### Work to complete
Reprint the entries without altering anything.

### Records excerpted from a collection
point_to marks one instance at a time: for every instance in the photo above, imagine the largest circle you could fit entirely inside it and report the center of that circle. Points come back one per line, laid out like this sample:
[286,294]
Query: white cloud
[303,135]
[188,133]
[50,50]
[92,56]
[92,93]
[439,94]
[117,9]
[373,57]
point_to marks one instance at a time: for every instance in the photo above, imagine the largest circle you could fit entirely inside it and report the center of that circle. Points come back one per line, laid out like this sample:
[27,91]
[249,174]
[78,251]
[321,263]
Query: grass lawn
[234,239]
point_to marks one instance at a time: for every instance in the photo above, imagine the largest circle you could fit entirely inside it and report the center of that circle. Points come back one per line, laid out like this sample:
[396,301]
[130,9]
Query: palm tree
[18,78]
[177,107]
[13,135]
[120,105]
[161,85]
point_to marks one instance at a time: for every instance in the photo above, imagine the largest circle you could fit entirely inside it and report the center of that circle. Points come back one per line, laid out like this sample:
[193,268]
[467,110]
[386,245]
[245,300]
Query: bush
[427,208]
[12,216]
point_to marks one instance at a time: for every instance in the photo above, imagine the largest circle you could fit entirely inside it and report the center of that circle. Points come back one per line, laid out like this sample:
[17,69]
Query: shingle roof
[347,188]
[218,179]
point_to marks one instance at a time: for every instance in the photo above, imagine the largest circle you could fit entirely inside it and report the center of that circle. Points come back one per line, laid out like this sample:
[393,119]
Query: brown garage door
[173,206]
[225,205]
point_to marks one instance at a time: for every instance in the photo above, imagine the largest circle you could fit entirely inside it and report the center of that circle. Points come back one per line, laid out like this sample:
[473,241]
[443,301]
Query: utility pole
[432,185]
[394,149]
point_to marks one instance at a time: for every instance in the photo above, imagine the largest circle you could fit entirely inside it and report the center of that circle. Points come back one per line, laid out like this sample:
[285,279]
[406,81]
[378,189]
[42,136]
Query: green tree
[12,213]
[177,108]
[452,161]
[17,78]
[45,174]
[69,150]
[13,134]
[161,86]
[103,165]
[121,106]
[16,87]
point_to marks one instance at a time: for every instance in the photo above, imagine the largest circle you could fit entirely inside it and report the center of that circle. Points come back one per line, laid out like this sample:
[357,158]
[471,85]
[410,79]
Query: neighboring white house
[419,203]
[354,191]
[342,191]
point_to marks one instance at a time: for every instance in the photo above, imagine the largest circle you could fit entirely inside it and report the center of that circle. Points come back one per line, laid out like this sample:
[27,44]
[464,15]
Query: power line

### Result for this exercise
point_to marks one instance at a time: for every instance in the photo above, imagine the largest circle you could fit entirely inside it and report the center of that circle. Points come back one per line, laid out like this sample:
[286,294]
Query: white cloud
[303,135]
[188,133]
[50,50]
[92,56]
[92,93]
[439,94]
[117,9]
[373,57]
point_to marks one instance at a time: for every instance in the photo above, imagine the largest circle you could fit entirely inside it and report the center of that circle. Points come back one per line, laid out like this sample:
[27,91]
[249,174]
[78,251]
[321,263]
Query: grass lawn
[234,239]
point_to marks one instance at a time: for every instance in the photo above, imagine the largest circle you could fit entirely inside it and report the center of that circle. Points come back one per line, laid out like this sample:
[396,301]
[130,9]
Query: palm tree
[18,78]
[177,107]
[13,135]
[120,105]
[161,85]
point_to marks one instance at a time: for every instance in the photo above, imagine the largest circle you could fit entirely inside it and report the center of that circle. Points come back one per line, laid out like this sample:
[193,268]
[467,110]
[386,245]
[245,300]
Query: bush
[427,208]
[12,216]
point_to marks one instance at a time: for every instance in the photo above, imagine the largest circle you could fit entirely inside it and report the center of that circle. Points come back one per line, laid out like this sample:
[17,69]
Query: shingle roof
[347,188]
[218,179]
point_to marks one instance at a time: for every instance in the photo above, imagine the largest circle you could fit entirely inside it and report the center of that circle. Points come back one per line, laid out like this sample:
[393,119]
Query: brown garage door
[173,206]
[225,205]
point_to marks one instance at a time: for every instance in the photo above, imagine the largest circle you could fit entirely inside it and report the center of that circle. Points come back one per line, laid out like this sample:
[473,241]
[443,301]
Query: utility pole
[432,185]
[394,149]
point_to marks one instance at a time: for every instance in the photo above, imagine the largest circle you could fit entirely inside it and report the center of that circle. Points come back one per line, laid out like this sample:
[285,279]
[406,81]
[378,189]
[42,136]
Query: green tree
[12,213]
[177,108]
[452,161]
[17,78]
[45,174]
[69,150]
[13,134]
[161,86]
[103,165]
[121,106]
[16,87]
point_to marks one instance at a time: for every instance in the photo above, imagine the largest circle you could fit entirely inside it and report the center of that circle. Points come back one per line, laid out like this sample:
[357,158]
[471,85]
[410,79]
Query: neighboring white house
[419,203]
[354,191]
[342,191]
point_to marks one instance at a time: for every instance in the photo above, imagine the largest circle you could fit entirely inside it and report the center of that circle. Points come back one per line, laid out like this sample:
[27,44]
[464,15]
Query: power line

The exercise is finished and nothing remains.